* [Named object pointing entries]
++++++
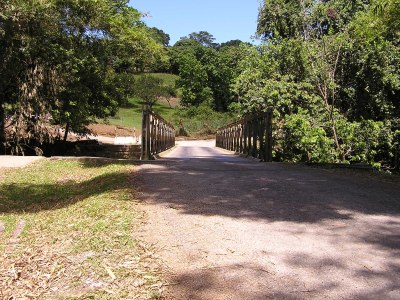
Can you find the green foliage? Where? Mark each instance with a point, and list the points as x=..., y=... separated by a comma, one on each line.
x=330, y=69
x=65, y=60
x=301, y=138
x=199, y=120
x=193, y=82
x=149, y=88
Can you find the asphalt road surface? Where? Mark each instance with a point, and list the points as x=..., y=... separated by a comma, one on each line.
x=234, y=228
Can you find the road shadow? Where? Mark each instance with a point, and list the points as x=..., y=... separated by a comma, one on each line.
x=239, y=188
x=33, y=197
x=353, y=220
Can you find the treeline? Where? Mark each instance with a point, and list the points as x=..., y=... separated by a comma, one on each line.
x=65, y=63
x=329, y=69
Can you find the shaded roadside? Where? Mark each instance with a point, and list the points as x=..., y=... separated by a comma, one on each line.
x=229, y=227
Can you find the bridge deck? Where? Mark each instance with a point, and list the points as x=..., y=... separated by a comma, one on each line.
x=234, y=228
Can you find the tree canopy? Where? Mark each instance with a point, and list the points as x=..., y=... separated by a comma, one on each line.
x=61, y=61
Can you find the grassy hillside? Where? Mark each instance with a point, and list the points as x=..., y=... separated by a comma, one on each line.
x=131, y=116
x=197, y=121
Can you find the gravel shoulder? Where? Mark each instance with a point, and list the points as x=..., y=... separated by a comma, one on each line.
x=233, y=228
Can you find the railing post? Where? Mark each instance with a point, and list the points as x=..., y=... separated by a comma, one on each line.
x=157, y=135
x=251, y=136
x=268, y=136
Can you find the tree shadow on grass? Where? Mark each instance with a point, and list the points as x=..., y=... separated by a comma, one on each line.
x=31, y=197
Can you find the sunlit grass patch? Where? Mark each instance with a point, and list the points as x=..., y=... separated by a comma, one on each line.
x=77, y=221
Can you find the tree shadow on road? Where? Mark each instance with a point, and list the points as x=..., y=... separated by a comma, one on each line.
x=270, y=192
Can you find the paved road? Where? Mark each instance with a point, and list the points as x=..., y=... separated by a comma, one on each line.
x=233, y=228
x=9, y=161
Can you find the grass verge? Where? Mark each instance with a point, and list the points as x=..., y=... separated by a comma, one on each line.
x=67, y=231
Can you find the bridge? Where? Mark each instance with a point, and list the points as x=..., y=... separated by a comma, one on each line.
x=230, y=227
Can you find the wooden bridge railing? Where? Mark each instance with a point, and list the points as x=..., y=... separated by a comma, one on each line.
x=158, y=135
x=251, y=136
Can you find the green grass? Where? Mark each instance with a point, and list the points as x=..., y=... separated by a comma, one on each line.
x=78, y=240
x=169, y=79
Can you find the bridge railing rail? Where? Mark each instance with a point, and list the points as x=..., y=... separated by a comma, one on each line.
x=251, y=136
x=158, y=134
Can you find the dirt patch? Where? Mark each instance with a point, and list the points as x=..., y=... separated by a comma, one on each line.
x=233, y=228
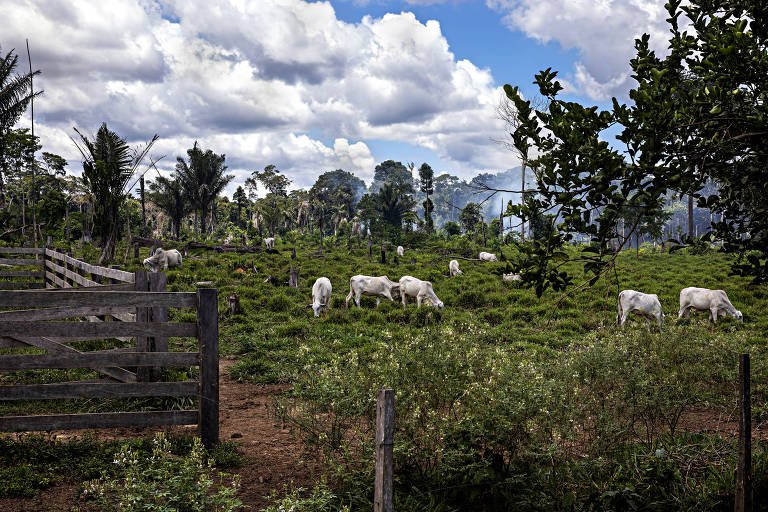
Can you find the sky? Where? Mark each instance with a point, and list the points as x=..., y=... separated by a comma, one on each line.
x=316, y=86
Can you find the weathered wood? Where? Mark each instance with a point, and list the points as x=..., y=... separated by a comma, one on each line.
x=97, y=390
x=157, y=283
x=98, y=360
x=385, y=426
x=56, y=347
x=97, y=420
x=97, y=297
x=208, y=341
x=743, y=501
x=59, y=313
x=18, y=261
x=21, y=273
x=103, y=329
x=21, y=250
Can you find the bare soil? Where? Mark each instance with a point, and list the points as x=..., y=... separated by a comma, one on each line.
x=273, y=457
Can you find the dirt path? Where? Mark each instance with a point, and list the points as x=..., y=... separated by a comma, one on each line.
x=273, y=456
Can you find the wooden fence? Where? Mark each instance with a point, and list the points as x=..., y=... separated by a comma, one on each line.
x=12, y=257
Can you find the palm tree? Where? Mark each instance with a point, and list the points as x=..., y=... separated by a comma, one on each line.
x=202, y=179
x=168, y=196
x=109, y=164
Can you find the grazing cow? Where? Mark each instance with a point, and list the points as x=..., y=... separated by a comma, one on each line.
x=379, y=287
x=702, y=299
x=321, y=295
x=647, y=305
x=422, y=290
x=487, y=256
x=161, y=259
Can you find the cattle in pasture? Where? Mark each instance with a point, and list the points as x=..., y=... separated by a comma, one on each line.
x=487, y=256
x=421, y=290
x=647, y=305
x=162, y=259
x=321, y=295
x=380, y=287
x=703, y=299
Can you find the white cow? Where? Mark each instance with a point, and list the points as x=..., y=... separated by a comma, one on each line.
x=647, y=305
x=703, y=299
x=379, y=287
x=422, y=290
x=321, y=295
x=487, y=256
x=161, y=259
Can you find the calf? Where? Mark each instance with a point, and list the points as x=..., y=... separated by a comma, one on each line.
x=321, y=295
x=647, y=305
x=422, y=290
x=379, y=287
x=703, y=299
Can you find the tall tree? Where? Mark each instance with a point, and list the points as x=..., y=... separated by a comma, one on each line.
x=203, y=178
x=109, y=166
x=426, y=176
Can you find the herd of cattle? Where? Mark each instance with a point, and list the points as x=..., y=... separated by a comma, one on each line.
x=716, y=302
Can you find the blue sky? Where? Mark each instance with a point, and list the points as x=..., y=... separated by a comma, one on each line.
x=315, y=86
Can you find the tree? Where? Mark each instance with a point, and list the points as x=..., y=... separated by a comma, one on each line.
x=168, y=195
x=109, y=165
x=426, y=186
x=203, y=178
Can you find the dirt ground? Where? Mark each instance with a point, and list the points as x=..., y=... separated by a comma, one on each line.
x=273, y=456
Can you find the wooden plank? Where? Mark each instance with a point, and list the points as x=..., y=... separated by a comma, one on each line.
x=96, y=390
x=208, y=340
x=103, y=329
x=98, y=360
x=55, y=347
x=21, y=250
x=97, y=420
x=22, y=273
x=59, y=313
x=17, y=261
x=120, y=275
x=97, y=298
x=385, y=427
x=743, y=499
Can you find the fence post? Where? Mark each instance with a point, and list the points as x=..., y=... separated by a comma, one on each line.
x=208, y=340
x=744, y=465
x=385, y=426
x=157, y=283
x=142, y=315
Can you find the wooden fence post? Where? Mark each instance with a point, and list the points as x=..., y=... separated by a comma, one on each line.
x=157, y=283
x=744, y=465
x=208, y=340
x=385, y=426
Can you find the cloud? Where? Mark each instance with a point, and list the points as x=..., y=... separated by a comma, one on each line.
x=603, y=31
x=253, y=80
++++++
* [Description of the task]
Set the entries down again exactly. Do not include the images.

* [The solution]
Can you find the green foliage? Where? Mark each instance with a point, and list the points as x=..., y=... separated by a comma, one on each line.
x=330, y=69
x=65, y=60
x=301, y=138
x=199, y=120
x=193, y=82
x=149, y=88
Can you find the asphalt road surface? Where? Mark each instance with a point, and list the points as x=..., y=... separated by a comma, one on each line.
x=234, y=228
Can you find the road shadow? Where? Mark each instance with a point, and list the points as x=..., y=... separated by a comma, one on each line.
x=239, y=188
x=33, y=197
x=353, y=220
Can you find the treeline? Where? Mark each instance with a point, and list the points as x=..., y=... separated by a comma, one on each line.
x=65, y=63
x=329, y=69
Can you find the shaded roadside? Where? Mark each instance with a point, and list the points as x=..., y=... separated by a comma, one on each line.
x=229, y=227
Can you find the bridge deck? Where? Mark each instance with a point, and list the points as x=..., y=... separated by a comma, one on each line.
x=234, y=228
Can you find the tree canopy? Where? Mark each instance with a point, and list the points as x=..., y=... separated by a comma, one on each line.
x=61, y=61
Can you find the grassy hillside? Where? Mark each instance with a point, and list the points as x=..., y=... separated by a comma, one on each line.
x=131, y=116
x=197, y=121
Can you find the gravel shoulder? Where? Mark each instance with a point, and list the points as x=..., y=... separated by a comma, one on each line.
x=233, y=228
Can you find the railing post? Where? Mark each instance with a point, and list the points as x=..., y=... separated by a comma, one on each line.
x=157, y=135
x=251, y=136
x=268, y=136
Can you find the tree shadow on grass? Where? Mark each instance with a point, and list the points as x=..., y=... separated by a comma, one on each line.
x=31, y=197
Can you find the sunlit grass patch? Where? Mark each instance with a point, and list the points as x=..., y=... separated by a comma, one on each line.
x=77, y=221
Can you find the tree shadow on road? Where? Mark each instance with a point, and list the points as x=..., y=... separated by a comma, one on each line.
x=270, y=192
Can you find the paved road? Where? Mark each instance with a point, and list the points as x=..., y=... separated by a comma, one on each line.
x=233, y=228
x=9, y=161
Can you find the grass verge? Where? Mark each instance with a point, and list the points as x=..., y=... separated by a comma, one on each line.
x=67, y=231
Can you find the bridge? Where? Mark each instance with a point, and list the points as x=..., y=... separated by a comma, one on each line.
x=230, y=227
Can you find the wooden bridge railing? Where? Mark each instance with a point, and list the points as x=..., y=... separated by a comma, one on each line.
x=158, y=135
x=251, y=136
Can you find the green grass? Where? Mark each instance with a point, and list the points as x=..., y=... separated by a comma, one on each line.
x=78, y=240
x=169, y=79
Can you find the bridge railing rail? Where? Mark each instance with a point, and list the points as x=..., y=... separated by a comma, one on each line.
x=251, y=136
x=158, y=134
Can you find the dirt patch? Where? Mark each instance with a point, and list the points as x=..., y=... separated by a comma, one on each line.
x=233, y=228
Can you find the sky? Where? Mark each instance with a point, and list the points as x=..., y=... separated by a comma, one on each line.
x=316, y=86
Can you find the weathered wood? Where? Mark each instance with a point, and list the points as x=..., y=... separated by a comma, one on each line.
x=97, y=390
x=157, y=283
x=98, y=360
x=385, y=426
x=56, y=347
x=97, y=420
x=97, y=297
x=208, y=341
x=743, y=501
x=59, y=313
x=18, y=261
x=21, y=273
x=103, y=329
x=21, y=250
Can you find the bare soil? Where? Mark each instance with a point, and list the points as x=..., y=... separated by a comma, one on each line.
x=273, y=457
Can you find the dirt path? Where? Mark each instance with a point, and list the points as x=..., y=... separated by a comma, one on each line.
x=273, y=456
Can you find the wooden fence? Where? Mark each instance with a point, and list the points as x=..., y=... separated by a comma, one on each line.
x=12, y=257
Can you find the palm tree? Where? Mark each instance with a point, and list the points as x=..., y=... separated by a comma, one on each line.
x=202, y=179
x=168, y=196
x=109, y=164
Can you find the grazing cow? Where? Mark each instance with a point, and list the points as x=..., y=... separated by a comma, one on each line.
x=379, y=287
x=702, y=299
x=321, y=295
x=647, y=305
x=422, y=290
x=487, y=256
x=161, y=259
Can you find the cattle in pasture? Where? Mark each instance with a point, and list the points as x=..., y=... separated by a comma, one on each line.
x=487, y=256
x=421, y=290
x=647, y=305
x=162, y=259
x=321, y=295
x=380, y=287
x=703, y=299
Can you find the white cow? Where? Mark each instance with a point, and list the points as x=..., y=... separated by a comma, one on each line.
x=647, y=305
x=703, y=299
x=379, y=287
x=422, y=290
x=321, y=295
x=487, y=256
x=161, y=259
Can you find the calf? Where? Mark each instance with a point, and list the points as x=..., y=... separated by a comma, one on each line.
x=321, y=295
x=647, y=305
x=422, y=290
x=379, y=287
x=703, y=299
Can you find the tall tree? Where? Mark each instance with a point, and list the points as x=..., y=... separated by a comma, one on each line.
x=203, y=178
x=109, y=166
x=426, y=176
Can you find the herd of cattle? Where? Mark each instance with a point, and list the points as x=..., y=... separated by a comma, one on each line.
x=716, y=302
Can you find the blue sky? Where? Mark each instance with a point, and list the points as x=..., y=... separated by a comma, one on each line.
x=315, y=86
Can you find the tree? Where? Mark each instance with a point, and list the points as x=..., y=... separated by a comma, one on each line.
x=168, y=195
x=109, y=165
x=426, y=186
x=203, y=178
Can you find the dirt ground? Where? Mark each instance with a point, and list the points as x=..., y=... separated by a comma, one on each line.
x=273, y=456
Can you find the wooden plank? Where? Mark each instance with a point, and list the points as x=..., y=... separated by a comma, one on each line.
x=96, y=390
x=208, y=340
x=103, y=329
x=98, y=360
x=55, y=347
x=21, y=250
x=97, y=420
x=22, y=273
x=59, y=313
x=17, y=261
x=120, y=275
x=97, y=298
x=385, y=427
x=743, y=499
Can you find the fence post? Where? Mark each instance with a point, and list the points as x=..., y=... separated by a comma, one on each line.
x=208, y=340
x=744, y=465
x=385, y=426
x=157, y=283
x=142, y=315
Can you find the wooden fence post? Where? Mark each instance with a point, and list the points as x=..., y=... separated by a comma, one on each line.
x=157, y=283
x=744, y=465
x=208, y=340
x=385, y=426
Can you find the cloud? Where? Mark each instance with a point, and list the points as x=..., y=... separated by a comma, one on each line.
x=603, y=31
x=253, y=80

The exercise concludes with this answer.